#### DIRECTIONS:
Return every entry in full, with no alterations.
(MATERIAL FOR THIS EXERCISE)
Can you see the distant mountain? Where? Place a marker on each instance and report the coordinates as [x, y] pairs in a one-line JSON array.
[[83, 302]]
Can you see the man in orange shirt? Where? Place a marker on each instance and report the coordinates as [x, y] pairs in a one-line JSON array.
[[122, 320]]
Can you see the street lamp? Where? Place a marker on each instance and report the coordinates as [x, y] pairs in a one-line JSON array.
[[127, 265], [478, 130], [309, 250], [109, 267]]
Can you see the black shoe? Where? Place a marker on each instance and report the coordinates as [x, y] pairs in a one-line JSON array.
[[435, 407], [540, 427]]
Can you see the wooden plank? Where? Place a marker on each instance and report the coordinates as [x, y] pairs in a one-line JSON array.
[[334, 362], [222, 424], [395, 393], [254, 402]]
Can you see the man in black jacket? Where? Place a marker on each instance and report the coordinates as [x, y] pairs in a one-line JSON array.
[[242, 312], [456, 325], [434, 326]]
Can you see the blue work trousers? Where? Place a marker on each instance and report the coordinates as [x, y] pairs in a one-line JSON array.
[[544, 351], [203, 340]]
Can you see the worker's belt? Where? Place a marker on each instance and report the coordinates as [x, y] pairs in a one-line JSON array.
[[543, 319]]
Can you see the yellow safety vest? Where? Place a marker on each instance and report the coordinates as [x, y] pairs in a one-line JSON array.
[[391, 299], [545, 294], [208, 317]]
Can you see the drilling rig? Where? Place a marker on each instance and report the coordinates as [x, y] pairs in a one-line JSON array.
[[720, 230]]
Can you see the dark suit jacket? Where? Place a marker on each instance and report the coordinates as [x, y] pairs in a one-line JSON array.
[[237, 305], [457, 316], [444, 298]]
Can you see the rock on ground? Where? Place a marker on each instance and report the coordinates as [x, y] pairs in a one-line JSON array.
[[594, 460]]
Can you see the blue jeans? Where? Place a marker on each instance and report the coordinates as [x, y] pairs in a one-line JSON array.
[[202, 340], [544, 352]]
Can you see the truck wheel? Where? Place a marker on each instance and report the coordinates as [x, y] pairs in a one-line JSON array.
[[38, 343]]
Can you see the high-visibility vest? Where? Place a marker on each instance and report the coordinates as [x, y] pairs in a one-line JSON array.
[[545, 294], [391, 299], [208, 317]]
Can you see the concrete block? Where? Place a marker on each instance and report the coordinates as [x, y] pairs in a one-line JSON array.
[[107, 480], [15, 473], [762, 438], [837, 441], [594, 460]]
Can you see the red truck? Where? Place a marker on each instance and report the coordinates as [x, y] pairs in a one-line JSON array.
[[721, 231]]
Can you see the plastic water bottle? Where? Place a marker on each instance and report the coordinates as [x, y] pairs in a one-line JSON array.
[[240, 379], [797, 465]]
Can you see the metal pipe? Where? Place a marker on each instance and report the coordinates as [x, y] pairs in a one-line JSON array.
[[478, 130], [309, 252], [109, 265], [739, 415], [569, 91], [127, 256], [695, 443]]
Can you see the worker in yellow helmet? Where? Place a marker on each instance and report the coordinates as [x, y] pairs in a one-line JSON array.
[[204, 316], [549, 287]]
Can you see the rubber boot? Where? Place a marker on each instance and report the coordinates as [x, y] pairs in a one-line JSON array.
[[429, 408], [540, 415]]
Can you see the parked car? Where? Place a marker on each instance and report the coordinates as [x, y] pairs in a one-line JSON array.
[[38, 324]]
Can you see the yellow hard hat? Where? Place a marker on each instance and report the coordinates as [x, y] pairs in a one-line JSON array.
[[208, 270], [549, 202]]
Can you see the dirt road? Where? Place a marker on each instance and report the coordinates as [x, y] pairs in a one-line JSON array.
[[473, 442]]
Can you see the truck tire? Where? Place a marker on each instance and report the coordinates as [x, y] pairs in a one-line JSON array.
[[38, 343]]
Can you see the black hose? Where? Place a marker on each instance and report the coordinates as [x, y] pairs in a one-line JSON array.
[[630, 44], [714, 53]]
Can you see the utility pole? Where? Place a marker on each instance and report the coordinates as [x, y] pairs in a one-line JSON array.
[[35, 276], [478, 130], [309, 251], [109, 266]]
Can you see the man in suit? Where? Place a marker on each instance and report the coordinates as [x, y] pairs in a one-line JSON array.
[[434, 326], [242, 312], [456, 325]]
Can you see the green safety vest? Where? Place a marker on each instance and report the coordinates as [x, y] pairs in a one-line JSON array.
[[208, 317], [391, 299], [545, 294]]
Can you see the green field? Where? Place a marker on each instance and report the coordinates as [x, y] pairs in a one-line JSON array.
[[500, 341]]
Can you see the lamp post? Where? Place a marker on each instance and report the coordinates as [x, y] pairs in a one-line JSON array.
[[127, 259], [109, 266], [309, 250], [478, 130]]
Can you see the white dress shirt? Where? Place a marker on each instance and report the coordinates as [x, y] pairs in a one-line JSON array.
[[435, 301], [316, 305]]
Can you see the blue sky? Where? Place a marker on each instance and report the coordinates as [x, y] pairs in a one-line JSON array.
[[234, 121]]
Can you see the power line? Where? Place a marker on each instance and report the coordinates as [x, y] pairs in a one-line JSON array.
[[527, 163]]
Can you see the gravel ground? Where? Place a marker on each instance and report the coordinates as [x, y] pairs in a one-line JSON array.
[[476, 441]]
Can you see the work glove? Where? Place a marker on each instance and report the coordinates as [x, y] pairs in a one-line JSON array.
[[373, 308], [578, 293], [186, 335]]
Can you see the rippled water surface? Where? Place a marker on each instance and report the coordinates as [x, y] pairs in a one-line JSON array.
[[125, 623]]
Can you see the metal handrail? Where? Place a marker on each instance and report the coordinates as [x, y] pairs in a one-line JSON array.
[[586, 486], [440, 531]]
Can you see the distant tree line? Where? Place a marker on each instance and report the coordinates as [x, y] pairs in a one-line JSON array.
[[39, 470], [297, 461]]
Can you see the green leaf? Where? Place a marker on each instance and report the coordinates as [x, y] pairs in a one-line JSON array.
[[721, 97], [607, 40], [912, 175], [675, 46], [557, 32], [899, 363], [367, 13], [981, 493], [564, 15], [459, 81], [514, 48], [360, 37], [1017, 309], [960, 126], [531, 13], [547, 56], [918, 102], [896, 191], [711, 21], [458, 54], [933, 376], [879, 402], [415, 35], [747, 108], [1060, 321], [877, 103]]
(End MATERIAL FOR THIS EXERCISE)
#### ANSWER SPACE:
Can you see the distant mountain? Where? Place a marker on each instance and report the coordinates as [x, y] pairs in a one-line JSON array.
[[83, 302]]
Can you see the man in orange shirt? Where? Place a marker on each instance and report the coordinates as [x, y] pairs in a one-line JSON array.
[[122, 320]]
Can you see the street lamp? Where? Place a marker on each instance and report the coordinates as [x, y] pairs in a one-line JSON array.
[[127, 265], [478, 130], [309, 250], [109, 267]]
Can you see the black shoe? Where? Place a marker on each instance and report the coordinates as [x, y] pairs in a one-line JSON array.
[[435, 407], [540, 427]]
Can you see the wooden plank? Where? Place a marker on each instance and report the coordinates as [x, y] pairs in a one-line JSON array.
[[334, 362], [222, 424], [395, 393], [254, 402]]
Can you see the man in black jacket? Where? Place a marker on each instance and report the coordinates as [x, y] pairs in a one-line JSON array.
[[242, 312], [456, 325], [434, 326]]
Can you see the blue work trousers? Where? Place a marker on each instance and report the coordinates as [x, y] pairs in a one-line JSON array.
[[544, 351], [203, 340]]
Can you see the worker's belt? Where? Place a marker on each instance and report the coordinates as [x, y] pairs in a one-line JSON array.
[[543, 319]]
Can you see the yellow safety vest? Where? Place a marker on each instance and report the coordinates as [x, y] pairs in a one-line JSON array.
[[391, 299], [545, 294], [208, 317]]
Can you see the drilling rig? Where? Place a marker on each instance and report the coordinates as [x, y] pairs in a one-line JSON array.
[[720, 230]]
Can you see the dark suit jacket? Where? Place a marker on each instance and report the coordinates as [x, y] pairs in a one-line JSON array.
[[237, 305], [457, 316], [444, 298]]
Can you see the rock on ground? Where? Place a marker on each instance and report the coordinates as [x, y] pairs in a one-line JSON array.
[[594, 460]]
Can you see the blue jeans? Where? Place a marker on each instance and report the coordinates as [x, y] pairs in a one-line JSON array.
[[202, 340], [544, 352]]
Can you see the truck wheel? Where? Place a marker on each instance and report the coordinates as [x, y] pairs in a one-line JSON array.
[[38, 343]]
Can you see the high-visibility vest? Where? Place a marker on each instance and report the coordinates as [x, y] pairs in a one-line JSON array.
[[545, 294], [391, 299], [208, 317]]
Can you see the concrete block? Where? Place a marker on each instance and report the coordinates as [x, y] pairs in a one-line JSON array.
[[107, 480], [15, 473], [762, 438], [837, 441], [594, 460]]
Can you see the red truck? Where? Place a marker on each instance and report the coordinates as [x, y] pairs in a one-line JSON array.
[[721, 231]]
Can you see the plastic water bottle? Where? Place a marker on each instance and report the coordinates as [x, y] pairs in a one-line JSON array.
[[240, 379], [797, 465]]
Can you see the metal pipe? Where? Place a marker on each instance and report the coordinates as [x, y] pairs in a one-line JSON array.
[[478, 130], [309, 252], [109, 265], [739, 415], [569, 91], [127, 256], [695, 443]]
Can you see the worker in yellow helmet? Where? Place a marker on each instance and report the coordinates as [x, y] pairs in a one-line JSON array.
[[204, 316], [549, 287]]
Can you see the rubber boot? Where? Place a marker on each instance and report the coordinates as [x, y] pairs in a one-line JSON array.
[[429, 408], [540, 415]]
Can you see the parked car? Where? Place a marker on each instance and report the coordinates as [x, y] pairs in a one-line JSON array.
[[38, 324]]
Can you see the yellow hard hat? Where? Place a marker on each instance and report the coordinates as [x, y] pairs in a one-line JSON array.
[[208, 270], [549, 202]]
Can you see the dirt road? Where? Place a marker on each instance and report the coordinates as [x, y] pairs in a one-line JSON array.
[[473, 442]]
Can you see the truck tire? Where? Place a marker on each instance and report the coordinates as [x, y] pairs in a one-line JSON array.
[[38, 343]]
Can you see the black hose? Where? Place a marker on each instance and report the coordinates as [x, y] pairs in a one-line JSON array.
[[630, 44], [714, 53]]
Can you see the utility pole? Where? Place a marker on each instance and report the coordinates as [x, y] pairs in a one-line JSON array.
[[35, 276], [478, 130], [309, 251], [109, 266]]
Can you see the man in suit? Where? Place a marker on each instance and report the coordinates as [x, y] pairs in a one-line JSON array.
[[434, 326], [242, 312], [456, 325]]
Can you see the green safety vest? Where? Place a marker on each instance and report the coordinates as [x, y] pairs in a one-line JSON array.
[[208, 317], [391, 299], [545, 294]]
Can you see the green field? Where? Place a marker on each instance and report the coordinates as [x, y] pairs in a one-line JSON array.
[[500, 341]]
Can you see the lamp post? Where? Place a marker on each instance and report the coordinates as [x, y] pairs in a one-line JSON array.
[[127, 259], [109, 266], [309, 250], [478, 130]]
Can you see the white dress shirt? Where? Place a marker on each instance and report the coordinates as [x, y] pairs in a one-line JSON array.
[[435, 301], [316, 305]]
Can you see the blue sky? Where? Place a marker on each instance and report the coordinates as [x, y] pairs in a one-line JSON array.
[[234, 121]]
Can you see the power line? Where? Place a marker on each instance and report the coordinates as [x, y] pairs in a one-line JSON array.
[[527, 163]]
Can you see the gravel ground? Where? Place a marker on each instance and report the coordinates as [x, y] pairs in a one-line JSON array.
[[476, 441]]
Can you see the work glove? Where? Place a marker on each instance and report the coordinates as [x, y] pairs in a one-line JSON array.
[[373, 308], [578, 293], [186, 335]]
Can you see the rippled water surface? Where? Place a marker on each instance and report the coordinates as [x, y] pairs in a one-line JSON array.
[[125, 623]]
Can you see the metal handrail? Where? Place a marker on each instance and report the coordinates as [x, y] pairs in a one-line JSON array.
[[586, 486], [440, 531]]
Can you see the distant tree line? Where? Place a marker on each instance and report the coordinates as [x, y] pairs in a one-line JSON array.
[[39, 470], [297, 461]]
Can you see the green leaf? Where? Place a marker on each instance and report the coordinates as [x, y] pairs in a one-line JSON array.
[[721, 97], [607, 40], [912, 175], [675, 46], [557, 32], [899, 363], [367, 13], [981, 493], [564, 15], [459, 81], [514, 48], [360, 37], [1017, 309], [960, 126], [531, 13], [547, 56], [918, 102], [896, 191], [711, 21], [458, 54], [933, 376], [879, 402], [415, 35], [747, 108], [1060, 321], [877, 103]]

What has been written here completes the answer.